**Work required**
Only one stretch of the listing below is wanted. Give it again exactly, from the line with "find gothic window" through the line with "find person walking".
○ ○ ○ ○ ○ ○ ○
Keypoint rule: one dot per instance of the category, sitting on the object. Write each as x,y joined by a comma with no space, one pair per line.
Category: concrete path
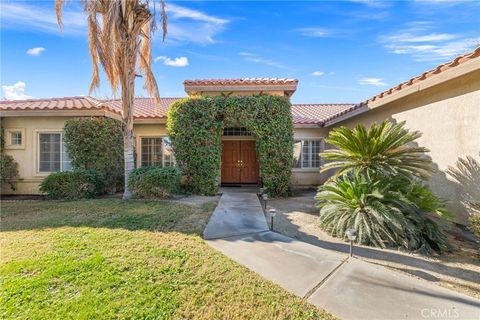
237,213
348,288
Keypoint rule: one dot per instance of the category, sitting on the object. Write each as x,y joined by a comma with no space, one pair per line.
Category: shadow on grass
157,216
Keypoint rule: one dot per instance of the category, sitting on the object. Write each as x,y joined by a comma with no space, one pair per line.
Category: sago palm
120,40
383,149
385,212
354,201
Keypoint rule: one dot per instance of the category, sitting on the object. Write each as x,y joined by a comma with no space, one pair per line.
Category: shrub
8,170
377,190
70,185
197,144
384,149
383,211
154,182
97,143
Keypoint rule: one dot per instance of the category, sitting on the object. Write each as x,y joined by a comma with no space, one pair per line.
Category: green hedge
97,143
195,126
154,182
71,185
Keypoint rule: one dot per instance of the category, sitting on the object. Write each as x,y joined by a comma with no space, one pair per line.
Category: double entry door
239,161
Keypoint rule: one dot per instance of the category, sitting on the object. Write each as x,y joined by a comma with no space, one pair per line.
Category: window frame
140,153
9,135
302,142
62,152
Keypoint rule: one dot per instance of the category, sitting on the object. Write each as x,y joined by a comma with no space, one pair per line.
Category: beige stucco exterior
○ ○ ○ ○ ○ ○ ○
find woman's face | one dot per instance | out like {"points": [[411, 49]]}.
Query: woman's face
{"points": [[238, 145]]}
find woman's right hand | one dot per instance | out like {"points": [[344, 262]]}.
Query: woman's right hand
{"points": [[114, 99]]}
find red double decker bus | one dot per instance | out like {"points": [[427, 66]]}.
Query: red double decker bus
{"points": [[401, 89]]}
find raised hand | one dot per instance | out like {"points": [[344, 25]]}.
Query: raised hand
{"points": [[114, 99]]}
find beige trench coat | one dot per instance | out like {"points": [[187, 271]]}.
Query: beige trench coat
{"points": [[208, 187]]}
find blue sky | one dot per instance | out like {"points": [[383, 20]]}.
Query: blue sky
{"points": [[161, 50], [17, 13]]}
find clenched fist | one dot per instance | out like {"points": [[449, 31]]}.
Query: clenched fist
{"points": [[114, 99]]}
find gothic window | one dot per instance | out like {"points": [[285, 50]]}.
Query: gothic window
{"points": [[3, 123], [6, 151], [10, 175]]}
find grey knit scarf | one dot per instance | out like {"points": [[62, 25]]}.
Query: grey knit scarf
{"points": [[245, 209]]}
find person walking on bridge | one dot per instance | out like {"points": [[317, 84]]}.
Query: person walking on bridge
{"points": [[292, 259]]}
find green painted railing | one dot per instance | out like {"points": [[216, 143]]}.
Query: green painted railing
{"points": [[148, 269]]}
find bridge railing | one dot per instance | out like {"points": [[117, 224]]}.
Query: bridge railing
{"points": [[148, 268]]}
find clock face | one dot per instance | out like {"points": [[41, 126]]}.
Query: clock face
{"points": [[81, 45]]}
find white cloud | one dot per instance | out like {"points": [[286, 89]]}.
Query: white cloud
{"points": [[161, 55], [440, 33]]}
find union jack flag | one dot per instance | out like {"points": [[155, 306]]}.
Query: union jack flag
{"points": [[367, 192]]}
○ ○ ○ ○ ○ ○ ○
**Reply**
find gothic window | one dot per instance | out like {"points": [[285, 50]]}.
Query: gothic window
{"points": [[3, 123], [6, 151], [10, 175]]}
find grey knit scarf | one dot per instance | out like {"points": [[62, 25]]}.
Query: grey knit scarf
{"points": [[245, 209]]}
find person walking on bridge | one dot per instance | out like {"points": [[317, 84]]}.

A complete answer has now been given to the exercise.